### PASSAGE FOR REVIEW
And in the same way that Ms. North saw the beautifully bejeweled streets of a bombed London, in the same way that Mr. Cleave created a gorgeous testament to the lives lost and the loves won from the remains of that awful war, I wanted to mix up something a little English, something a little bit lovely.

Cheers.

Bejeweled Street 

1.5 oz. Plymouth Gin
.5 tsp. Blackberry jam
Champagne

Add gin and jam to an ice-filled shaker. Shake. Strain into a chilled champagne flute. Top with the bubbly. Garnish with a dollop of jam. Silver spoon optional.

Thursday, February 11, 2016

An Hour of Glamour - The Summer Before the War



Did you love Major Pettigrew's Last Stand?  You did if you read it - so if you haven't, just go.  Go do that.  When you come back, I'll have a drink waiting for you in celebration of Helen Simonson's followup to that lovely novel.

### WHAT YOU WILL DO
1/ From the blog post, extract the part that opens with the words containing "1.5 oz. Plymouth" and closes with "Silver spoon optional.".
2/ For each statement below, say whether it agrees with the blog post. Answer yes or no, and quote the deciding words of the blog post exactly.
(a) The Bejeweled Street uses 1.5 oz. of Plymouth Gin.
(b) The drink is strained into a chilled martini glass.
(c) The drink is garnished with a dollop of jam.
3/ Continue the blog post from the point where it stops.

### DATA SUPPLIED
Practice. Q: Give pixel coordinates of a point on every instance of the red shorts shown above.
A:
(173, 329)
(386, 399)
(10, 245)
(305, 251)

### ANSWERS BY TASK
1/
1.5 oz. Plymouth Gin
.5 tsp. Blackberry jam
Champagne

Add gin and jam to an ice-filled shaker. Shake. Strain into a chilled champagne flute. Top with the bubbly. Garnish with a dollop of jam. Silver spoon optional.

2/
(a) Yes: "1.5 oz. Plymouth Gin"
(b) No: "Strain into a chilled champagne flute."
(c) Yes: "Garnish with a dollop of jam."

3/
Hour of Glamour
 
1.5 oz gin
.75 oz. Madeira
.25 oz Maraschino Liqueur
1 oz tonic
Cherry for garnish

Rinse a chilled rocks glass with the Maraschino Liquer.  Discard any excess.  Add ice.  Stir the gin, Madeira, and tonic with ice until cold.  Strain into the glass.  Garnish with cherry.


Ms. Simonson's next book, due in little more than a month, is another gorgeous tale set in England - this time just before the Great War.  When you're making a cocktail for a book - because you do that, too, right?  I mustn't be the only one?  But when you do, you hope that the author conveniently gives you a name for the drink within the book's pages.  


The Summer Before the War doesn't disappoint on this, or any, score.  In response to one cousin wanting to take another cousin down a peg, their Aunt Agatha is patient, explaining that the inflated sense of self that Daniel has developed since he'd been spending time with a friend from the aristocracy will soon be punctured because that's the way of things.  Why not, she insists, let him have his hour of glamour?  And if that isn't a perfect name for a cocktail, I don't know what is.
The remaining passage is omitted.